● **Text section**:

↓

Jnana Yajna 8

Year & Dates:

December 16, 1954 to January 25, 1955

Yajna Topics:

Taittiriya Upanishad



Chennai, India.

It was an exhilarating, energetic unfoldment for 41 days in Thyagarayanagar, Chennai (Madras). The huge Pandal (enclosure) could not hold the teeming crowds; more than a thousand of the nearly 4000 people would stand for close to two hours engrossed in the inexpressible bliss of the melodic Taittiriya Upanishad. As Pujya Gurudev Swami Chinmayananda explained about the different kinds of Upasana in the first section of the Upanishad, the listeners were inspired. He also highlighted the ancient, convocation address of 25 key instructions given to students in  Section 11 of Shikshavalli, pointing out that they were “Vedanta in Practice.” Those sacred commandments began with the teacher’s reminder, “Satyam Vada ” and pointed to how one can live a noble, integrated life.

↑

● **Records shown**:
↓

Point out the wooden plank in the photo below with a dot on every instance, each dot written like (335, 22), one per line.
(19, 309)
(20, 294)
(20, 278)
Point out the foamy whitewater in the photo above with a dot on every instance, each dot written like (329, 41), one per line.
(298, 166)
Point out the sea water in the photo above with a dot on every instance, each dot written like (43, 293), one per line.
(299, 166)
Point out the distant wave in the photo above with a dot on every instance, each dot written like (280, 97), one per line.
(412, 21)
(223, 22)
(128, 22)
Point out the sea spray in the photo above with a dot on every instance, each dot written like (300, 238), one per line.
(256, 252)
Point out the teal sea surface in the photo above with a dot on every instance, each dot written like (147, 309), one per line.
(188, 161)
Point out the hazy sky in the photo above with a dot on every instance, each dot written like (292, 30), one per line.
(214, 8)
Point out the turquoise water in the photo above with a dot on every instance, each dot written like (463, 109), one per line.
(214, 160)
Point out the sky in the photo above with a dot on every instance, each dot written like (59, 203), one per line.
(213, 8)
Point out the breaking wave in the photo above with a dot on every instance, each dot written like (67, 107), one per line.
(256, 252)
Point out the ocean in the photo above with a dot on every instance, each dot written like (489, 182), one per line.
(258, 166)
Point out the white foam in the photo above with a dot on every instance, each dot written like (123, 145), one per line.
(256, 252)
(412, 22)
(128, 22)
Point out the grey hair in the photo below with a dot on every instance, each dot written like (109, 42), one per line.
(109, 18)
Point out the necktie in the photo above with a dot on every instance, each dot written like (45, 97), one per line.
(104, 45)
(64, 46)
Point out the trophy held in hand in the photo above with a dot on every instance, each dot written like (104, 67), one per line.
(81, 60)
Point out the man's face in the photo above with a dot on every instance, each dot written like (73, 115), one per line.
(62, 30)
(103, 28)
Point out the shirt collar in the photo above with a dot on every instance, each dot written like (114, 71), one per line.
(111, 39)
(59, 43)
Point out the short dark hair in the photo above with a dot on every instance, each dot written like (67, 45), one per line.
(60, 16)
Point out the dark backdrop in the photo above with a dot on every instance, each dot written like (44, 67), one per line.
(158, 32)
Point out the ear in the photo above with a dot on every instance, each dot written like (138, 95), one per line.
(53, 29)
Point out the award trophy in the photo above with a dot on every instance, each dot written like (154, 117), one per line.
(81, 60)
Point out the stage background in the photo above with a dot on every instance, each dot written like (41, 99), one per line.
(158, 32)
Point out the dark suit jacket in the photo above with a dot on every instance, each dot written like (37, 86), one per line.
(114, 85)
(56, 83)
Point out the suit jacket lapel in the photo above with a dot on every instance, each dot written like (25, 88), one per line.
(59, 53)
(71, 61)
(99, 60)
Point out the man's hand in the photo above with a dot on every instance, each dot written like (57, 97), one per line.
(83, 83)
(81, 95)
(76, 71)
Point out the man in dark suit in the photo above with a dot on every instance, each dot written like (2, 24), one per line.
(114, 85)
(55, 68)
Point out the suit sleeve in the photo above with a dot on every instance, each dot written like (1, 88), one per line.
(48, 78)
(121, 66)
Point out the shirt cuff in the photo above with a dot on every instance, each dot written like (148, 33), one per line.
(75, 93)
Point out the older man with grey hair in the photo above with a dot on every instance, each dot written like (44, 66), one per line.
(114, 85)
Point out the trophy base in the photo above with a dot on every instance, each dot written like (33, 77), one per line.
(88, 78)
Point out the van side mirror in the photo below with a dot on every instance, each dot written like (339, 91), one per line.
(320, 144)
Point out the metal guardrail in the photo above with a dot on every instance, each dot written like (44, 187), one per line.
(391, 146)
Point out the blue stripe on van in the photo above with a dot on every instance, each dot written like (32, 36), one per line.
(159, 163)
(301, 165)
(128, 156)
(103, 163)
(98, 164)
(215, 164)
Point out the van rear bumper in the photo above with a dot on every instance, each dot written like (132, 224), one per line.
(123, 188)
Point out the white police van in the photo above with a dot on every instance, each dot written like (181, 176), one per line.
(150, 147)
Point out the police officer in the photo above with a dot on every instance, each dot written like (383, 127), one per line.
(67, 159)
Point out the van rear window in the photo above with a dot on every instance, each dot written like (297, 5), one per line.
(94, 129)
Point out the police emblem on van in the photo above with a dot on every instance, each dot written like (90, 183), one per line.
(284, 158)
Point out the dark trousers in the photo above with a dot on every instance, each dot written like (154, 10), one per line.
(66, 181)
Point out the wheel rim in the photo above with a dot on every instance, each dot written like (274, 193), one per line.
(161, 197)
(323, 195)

↑

● **Problems**:
1. In the Jnana Yajna 8 text, how many days did the talks in Thyagarayanagar, Chennai, last?
2. Count the lines of the records that contain the string "grey", and give only the number.
The text and the records come from unrelated sources.

● **Answers for the exercise**:
1. 41 days

2. 2